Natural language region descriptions
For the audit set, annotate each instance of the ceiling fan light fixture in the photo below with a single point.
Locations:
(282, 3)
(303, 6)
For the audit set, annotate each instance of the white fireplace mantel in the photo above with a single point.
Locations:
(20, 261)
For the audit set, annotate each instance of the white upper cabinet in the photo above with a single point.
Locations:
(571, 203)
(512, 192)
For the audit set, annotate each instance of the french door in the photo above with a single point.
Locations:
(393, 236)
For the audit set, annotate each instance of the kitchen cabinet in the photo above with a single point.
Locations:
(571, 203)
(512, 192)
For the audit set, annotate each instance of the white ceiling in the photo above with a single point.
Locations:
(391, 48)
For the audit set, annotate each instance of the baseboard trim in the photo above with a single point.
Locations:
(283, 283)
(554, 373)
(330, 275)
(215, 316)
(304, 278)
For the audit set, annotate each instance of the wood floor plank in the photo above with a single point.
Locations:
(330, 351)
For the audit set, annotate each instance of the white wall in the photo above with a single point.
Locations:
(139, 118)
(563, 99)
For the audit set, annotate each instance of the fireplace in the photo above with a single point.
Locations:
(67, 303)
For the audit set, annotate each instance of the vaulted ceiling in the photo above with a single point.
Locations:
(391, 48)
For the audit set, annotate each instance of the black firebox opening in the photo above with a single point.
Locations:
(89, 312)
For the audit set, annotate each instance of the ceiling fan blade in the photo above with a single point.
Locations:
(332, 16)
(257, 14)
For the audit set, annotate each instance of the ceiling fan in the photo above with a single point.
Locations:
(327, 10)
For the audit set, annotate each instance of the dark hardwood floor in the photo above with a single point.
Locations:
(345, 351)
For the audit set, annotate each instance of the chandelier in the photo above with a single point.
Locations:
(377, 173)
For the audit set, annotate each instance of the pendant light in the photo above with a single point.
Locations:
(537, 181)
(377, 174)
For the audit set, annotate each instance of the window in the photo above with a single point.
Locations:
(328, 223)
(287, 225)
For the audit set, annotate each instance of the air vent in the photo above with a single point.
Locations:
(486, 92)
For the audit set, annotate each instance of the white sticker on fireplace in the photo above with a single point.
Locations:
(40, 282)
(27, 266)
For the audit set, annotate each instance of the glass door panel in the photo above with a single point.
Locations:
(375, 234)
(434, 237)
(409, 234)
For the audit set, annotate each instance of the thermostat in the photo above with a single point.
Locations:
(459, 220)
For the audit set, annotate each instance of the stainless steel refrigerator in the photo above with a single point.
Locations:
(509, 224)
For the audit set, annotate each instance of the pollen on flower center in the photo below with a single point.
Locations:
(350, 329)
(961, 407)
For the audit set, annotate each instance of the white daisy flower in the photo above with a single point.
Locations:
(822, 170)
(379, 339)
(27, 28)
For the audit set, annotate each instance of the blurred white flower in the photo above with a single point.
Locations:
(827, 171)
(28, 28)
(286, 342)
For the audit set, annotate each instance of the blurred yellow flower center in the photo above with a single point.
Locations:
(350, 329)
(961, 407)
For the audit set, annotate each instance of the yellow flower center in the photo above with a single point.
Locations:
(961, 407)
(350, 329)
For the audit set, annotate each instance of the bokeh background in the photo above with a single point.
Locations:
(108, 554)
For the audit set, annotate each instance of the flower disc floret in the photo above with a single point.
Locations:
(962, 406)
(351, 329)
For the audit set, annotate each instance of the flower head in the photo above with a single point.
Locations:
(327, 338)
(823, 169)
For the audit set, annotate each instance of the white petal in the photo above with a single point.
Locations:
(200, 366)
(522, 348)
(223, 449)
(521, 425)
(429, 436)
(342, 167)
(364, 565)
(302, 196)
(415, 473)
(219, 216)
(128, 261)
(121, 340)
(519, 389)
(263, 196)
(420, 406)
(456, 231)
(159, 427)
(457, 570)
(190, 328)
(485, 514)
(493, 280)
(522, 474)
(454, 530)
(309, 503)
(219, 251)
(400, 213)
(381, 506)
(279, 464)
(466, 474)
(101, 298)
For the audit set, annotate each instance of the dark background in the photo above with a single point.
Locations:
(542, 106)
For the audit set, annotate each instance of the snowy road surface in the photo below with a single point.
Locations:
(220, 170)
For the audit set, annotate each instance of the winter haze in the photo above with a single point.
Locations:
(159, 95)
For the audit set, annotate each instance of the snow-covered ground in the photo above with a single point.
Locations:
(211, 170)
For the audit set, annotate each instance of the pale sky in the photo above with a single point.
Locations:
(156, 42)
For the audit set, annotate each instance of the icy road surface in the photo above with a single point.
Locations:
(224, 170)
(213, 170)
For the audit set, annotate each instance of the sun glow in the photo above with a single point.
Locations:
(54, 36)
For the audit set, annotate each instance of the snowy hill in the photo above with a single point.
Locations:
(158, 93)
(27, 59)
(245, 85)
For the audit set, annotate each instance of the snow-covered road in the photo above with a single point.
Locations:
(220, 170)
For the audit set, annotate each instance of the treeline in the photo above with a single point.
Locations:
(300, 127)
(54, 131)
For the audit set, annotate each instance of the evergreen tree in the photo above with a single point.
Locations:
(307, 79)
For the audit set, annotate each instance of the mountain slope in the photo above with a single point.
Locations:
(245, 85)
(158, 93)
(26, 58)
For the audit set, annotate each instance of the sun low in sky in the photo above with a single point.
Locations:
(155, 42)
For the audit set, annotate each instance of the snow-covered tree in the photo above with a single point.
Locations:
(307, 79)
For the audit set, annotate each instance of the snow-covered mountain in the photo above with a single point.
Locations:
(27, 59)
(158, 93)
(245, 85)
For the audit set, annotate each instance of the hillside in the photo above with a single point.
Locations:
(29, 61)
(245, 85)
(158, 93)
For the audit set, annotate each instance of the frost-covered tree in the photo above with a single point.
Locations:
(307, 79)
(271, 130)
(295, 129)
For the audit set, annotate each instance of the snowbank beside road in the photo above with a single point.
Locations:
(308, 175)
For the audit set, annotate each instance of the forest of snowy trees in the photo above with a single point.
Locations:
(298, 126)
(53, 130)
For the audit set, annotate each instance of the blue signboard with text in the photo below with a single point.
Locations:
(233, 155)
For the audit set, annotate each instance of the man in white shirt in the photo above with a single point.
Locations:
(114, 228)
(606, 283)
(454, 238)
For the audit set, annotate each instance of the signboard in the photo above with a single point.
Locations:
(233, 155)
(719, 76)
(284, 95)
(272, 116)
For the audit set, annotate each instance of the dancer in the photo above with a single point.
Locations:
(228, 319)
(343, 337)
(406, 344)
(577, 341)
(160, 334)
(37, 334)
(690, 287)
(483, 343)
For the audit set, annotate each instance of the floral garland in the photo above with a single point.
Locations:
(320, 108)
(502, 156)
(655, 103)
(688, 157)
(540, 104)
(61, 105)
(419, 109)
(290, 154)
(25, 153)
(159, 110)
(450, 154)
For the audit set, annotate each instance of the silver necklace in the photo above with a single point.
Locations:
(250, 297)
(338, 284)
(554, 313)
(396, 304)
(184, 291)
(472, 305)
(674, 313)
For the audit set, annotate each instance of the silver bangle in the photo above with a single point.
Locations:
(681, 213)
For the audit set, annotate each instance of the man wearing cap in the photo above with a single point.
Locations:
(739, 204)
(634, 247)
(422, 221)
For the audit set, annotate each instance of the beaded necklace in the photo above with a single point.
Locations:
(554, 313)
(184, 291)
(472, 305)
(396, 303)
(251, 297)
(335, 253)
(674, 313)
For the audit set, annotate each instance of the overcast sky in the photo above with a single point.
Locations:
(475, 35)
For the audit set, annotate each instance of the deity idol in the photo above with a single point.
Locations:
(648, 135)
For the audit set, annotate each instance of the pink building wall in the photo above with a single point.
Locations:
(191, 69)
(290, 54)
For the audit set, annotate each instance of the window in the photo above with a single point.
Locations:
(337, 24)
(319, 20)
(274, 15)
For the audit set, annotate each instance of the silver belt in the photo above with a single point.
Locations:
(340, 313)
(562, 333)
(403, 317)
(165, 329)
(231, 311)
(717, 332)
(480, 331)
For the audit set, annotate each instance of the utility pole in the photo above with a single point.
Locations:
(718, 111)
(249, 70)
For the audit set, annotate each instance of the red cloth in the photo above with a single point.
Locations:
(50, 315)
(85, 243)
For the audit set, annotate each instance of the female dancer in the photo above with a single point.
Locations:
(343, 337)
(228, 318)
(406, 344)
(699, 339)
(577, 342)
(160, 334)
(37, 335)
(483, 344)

■ **Task requirements**: In the answer, please give only the lines from the line containing "For the audit set, annotate each instance of the female" through the final line of the data, copied exactly.

■ **Result**:
For the audit set, annotate each instance of the female dancer in the photo above with a single point.
Locations:
(343, 337)
(228, 318)
(406, 344)
(699, 339)
(577, 342)
(160, 334)
(37, 335)
(483, 344)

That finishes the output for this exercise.